Pour Thérèse d’Avila, l’oraison n’est pas une option. Elle est un moyen vital pour atteindre notre vocation qui est l’accomplissement de notre Baptême, autrement dit, la sainteté. Elle ne peut donc pas être un simple exercice spirituel déconnecté de nos vies, comme un tiroir que l’on ouvrirait et refermerait. Elle est étroitement unie à elle et la façonne : tout ce qui tisse notre quotidien nourrit notre oraison qui, à son tour, rejaillit sur toute notre vie, en l’irriguant. Chaque acte d’amour nous unissant davantage à Dieu, nos avancées dans l’oraison ne peuvent être dissociées de nos progrès dans l’amour de Dieu et du prochain. C’est pourquoi, Thérèse parle d’expérience en considérant comme un très grave danger d’abandonner l’oraison.

_EXTRAIT DES DONNÉES_:
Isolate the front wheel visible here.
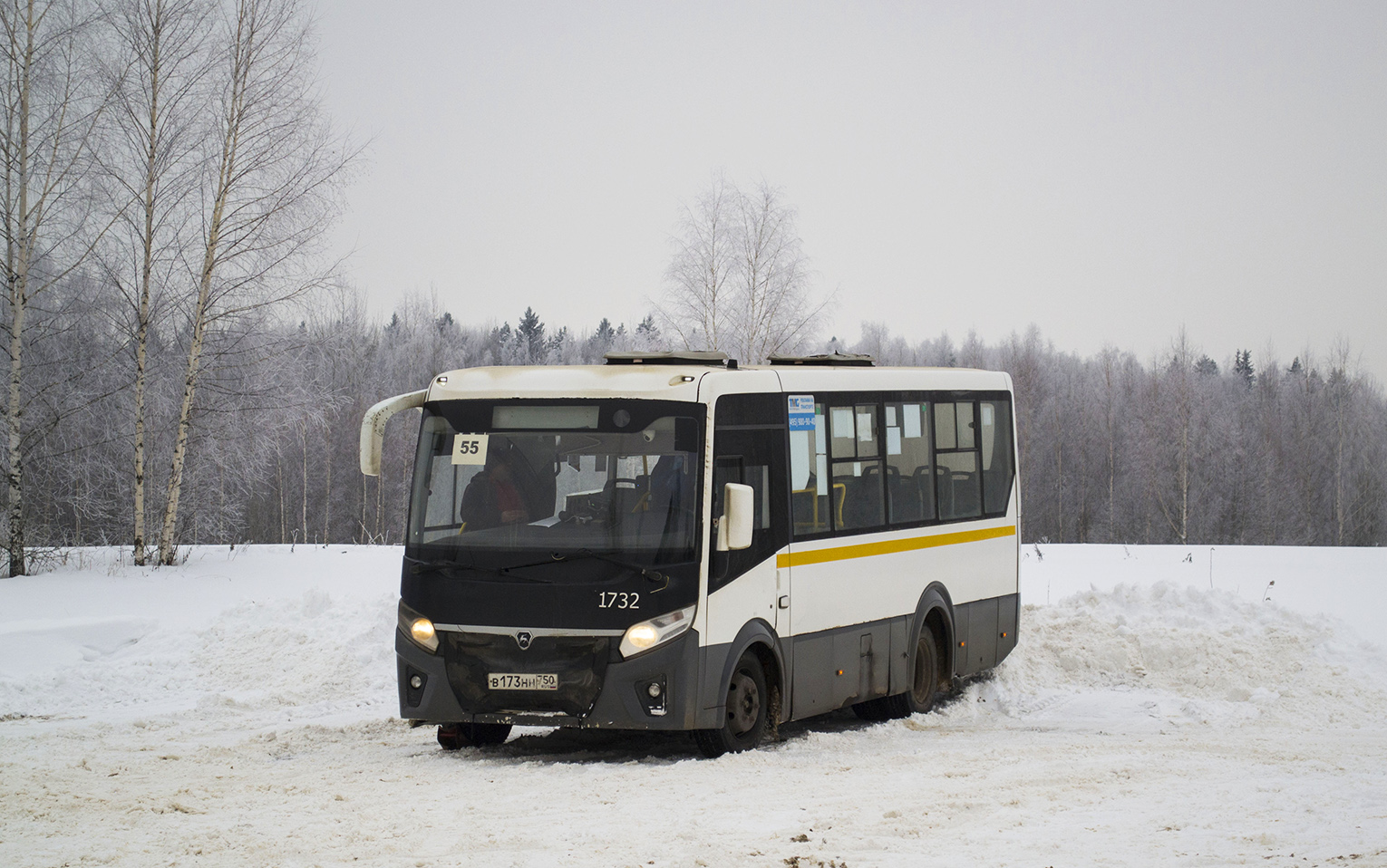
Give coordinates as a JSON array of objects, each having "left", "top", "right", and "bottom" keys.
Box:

_EXERCICES_:
1 – Veuillez reprendre le passage du texte sur l’oraison qui commence par les mots « Pour Thérèse d’Avila, l’oraison » et se termine par « danger d’abandonner l’oraison. », en substituant « placard » à « tiroir ».
2 – Répondez à ces questions d’après le texte sur l’oraison :
(a) En quoi consiste notre vocation ?
(b) De quoi nos avancées dans l’oraison ne peuvent-elles être dissociées ?
(c) Que Thérèse considère-t-elle comme un très grave danger ?
3 – Traduisez en anglais cette phrase du texte sur l’oraison : « Elle ne peut donc pas être un simple exercice spirituel déconnecté de nos vies, comme un tiroir que l’on ouvrirait et refermerait. »

_CORRIGÉS_:
1 –
Pour Thérèse d’Avila, l’oraison n’est pas une option. Elle est un moyen vital pour atteindre notre vocation qui est l’accomplissement de notre Baptême, autrement dit, la sainteté. Elle ne peut donc pas être un simple exercice spirituel déconnecté de nos vies, comme un placard que l’on ouvrirait et refermerait. Elle est étroitement unie à elle et la façonne : tout ce qui tisse notre quotidien nourrit notre oraison qui, à son tour, rejaillit sur toute notre vie, en l’irriguant. Chaque acte d’amour nous unissant davantage à Dieu, nos avancées dans l’oraison ne peuvent être dissociées de nos progrès dans l’amour de Dieu et du prochain. C’est pourquoi, Thérèse parle d’expérience en considérant comme un très grave danger d’abandonner l’oraison.

2 –
(a) Elle consiste en l’accomplissement de notre Baptême, autrement dit la sainteté.
(b) Elles ne peuvent être dissociées de nos progrès dans l’amour de Dieu et du prochain.
(c) Elle considère comme un très grave danger d’abandonner l’oraison.

3 – It therefore cannot be a mere spiritual exercise disconnected from our lives, like a drawer that one would open and close again.